● **Recorded data**
_ _ _

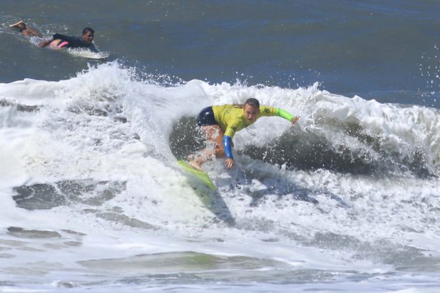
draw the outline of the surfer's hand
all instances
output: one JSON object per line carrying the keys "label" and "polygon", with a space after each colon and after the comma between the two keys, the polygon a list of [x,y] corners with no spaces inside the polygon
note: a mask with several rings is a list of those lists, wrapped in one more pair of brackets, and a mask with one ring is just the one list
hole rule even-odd
{"label": "surfer's hand", "polygon": [[234,160],[231,159],[230,158],[228,158],[226,159],[226,160],[225,160],[225,166],[226,166],[228,169],[230,169],[234,167]]}
{"label": "surfer's hand", "polygon": [[45,47],[47,45],[50,44],[50,42],[52,42],[52,40],[41,40],[41,41],[37,43],[37,47]]}
{"label": "surfer's hand", "polygon": [[292,125],[295,124],[296,121],[298,121],[299,119],[300,119],[299,116],[295,116],[295,118],[292,119]]}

_ _ _

● **Exercise instructions**
Retype the entries word for word, starting from the beginning and ending after the line that contains "output: one JSON". Leave the pictures out.

● **Written response**
draw the outline of the surfer's hand
all instances
output: one JSON object per line carrying the keys "label" and "polygon", with a space after each colon and after the comma between the two keys, the polygon a list of [x,y] corners with no spaces inside the polygon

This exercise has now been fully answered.